| WHAT YOU WILL DO |
For this exercise, report every line of the material that includes "white".

===== RAW DATA

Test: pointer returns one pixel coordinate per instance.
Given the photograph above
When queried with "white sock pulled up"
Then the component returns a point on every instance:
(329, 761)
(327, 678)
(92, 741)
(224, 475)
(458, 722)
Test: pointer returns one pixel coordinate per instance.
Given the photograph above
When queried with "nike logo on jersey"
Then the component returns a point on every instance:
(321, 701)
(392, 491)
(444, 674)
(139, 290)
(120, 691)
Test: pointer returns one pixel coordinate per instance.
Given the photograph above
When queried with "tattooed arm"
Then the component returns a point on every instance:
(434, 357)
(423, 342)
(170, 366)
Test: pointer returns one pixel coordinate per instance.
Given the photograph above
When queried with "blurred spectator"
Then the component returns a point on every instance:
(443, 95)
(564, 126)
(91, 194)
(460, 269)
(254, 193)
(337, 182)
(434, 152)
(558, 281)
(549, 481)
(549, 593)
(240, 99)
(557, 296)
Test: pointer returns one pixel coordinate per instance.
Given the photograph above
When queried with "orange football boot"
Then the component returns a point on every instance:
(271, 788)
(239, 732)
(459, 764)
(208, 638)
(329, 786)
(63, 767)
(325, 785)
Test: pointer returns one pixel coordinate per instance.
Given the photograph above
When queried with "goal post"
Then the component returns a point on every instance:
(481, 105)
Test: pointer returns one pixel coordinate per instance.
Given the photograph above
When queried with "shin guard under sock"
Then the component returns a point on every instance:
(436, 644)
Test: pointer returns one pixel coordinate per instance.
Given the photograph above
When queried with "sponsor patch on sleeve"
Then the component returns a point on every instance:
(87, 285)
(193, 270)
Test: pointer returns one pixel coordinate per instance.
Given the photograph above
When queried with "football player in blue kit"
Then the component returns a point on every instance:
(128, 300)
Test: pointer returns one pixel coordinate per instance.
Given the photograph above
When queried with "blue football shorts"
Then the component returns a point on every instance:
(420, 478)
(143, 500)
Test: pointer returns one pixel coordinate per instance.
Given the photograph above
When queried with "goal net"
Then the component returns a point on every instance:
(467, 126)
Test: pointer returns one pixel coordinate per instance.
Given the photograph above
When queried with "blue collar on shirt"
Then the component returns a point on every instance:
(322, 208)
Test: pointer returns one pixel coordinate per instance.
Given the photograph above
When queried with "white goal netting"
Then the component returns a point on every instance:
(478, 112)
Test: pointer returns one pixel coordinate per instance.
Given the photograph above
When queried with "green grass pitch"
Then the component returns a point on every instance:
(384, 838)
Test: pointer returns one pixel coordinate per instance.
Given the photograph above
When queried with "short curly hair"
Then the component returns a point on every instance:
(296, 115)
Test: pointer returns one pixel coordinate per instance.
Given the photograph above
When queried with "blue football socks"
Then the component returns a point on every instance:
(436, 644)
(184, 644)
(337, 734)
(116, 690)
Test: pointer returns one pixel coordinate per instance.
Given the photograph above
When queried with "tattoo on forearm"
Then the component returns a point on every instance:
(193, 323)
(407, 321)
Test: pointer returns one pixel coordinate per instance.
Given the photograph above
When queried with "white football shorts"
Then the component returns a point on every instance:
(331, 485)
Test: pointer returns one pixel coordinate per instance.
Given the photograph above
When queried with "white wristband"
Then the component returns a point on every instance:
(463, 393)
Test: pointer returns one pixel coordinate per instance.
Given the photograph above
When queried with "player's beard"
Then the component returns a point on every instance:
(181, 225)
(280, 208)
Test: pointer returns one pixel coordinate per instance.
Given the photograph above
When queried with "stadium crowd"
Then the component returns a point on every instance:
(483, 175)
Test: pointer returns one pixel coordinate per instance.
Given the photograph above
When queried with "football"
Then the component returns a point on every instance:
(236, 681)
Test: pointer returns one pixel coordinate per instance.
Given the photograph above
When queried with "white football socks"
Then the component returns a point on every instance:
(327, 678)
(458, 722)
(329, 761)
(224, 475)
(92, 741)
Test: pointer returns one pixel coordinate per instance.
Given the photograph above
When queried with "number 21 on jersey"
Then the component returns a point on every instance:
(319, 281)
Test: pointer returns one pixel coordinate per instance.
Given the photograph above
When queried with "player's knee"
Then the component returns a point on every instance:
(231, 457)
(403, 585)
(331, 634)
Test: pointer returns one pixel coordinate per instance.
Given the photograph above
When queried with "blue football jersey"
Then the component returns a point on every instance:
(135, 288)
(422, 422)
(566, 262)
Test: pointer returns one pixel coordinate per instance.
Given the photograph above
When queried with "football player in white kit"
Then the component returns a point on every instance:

==========

| WRITTEN ANSWER |
When queried with "white sock pulled up"
When queried with "white goal netting"
When queried with "white football shorts"
When queried with "white wristband"
When queried with "white football socks"
When queried with "football player in white kit"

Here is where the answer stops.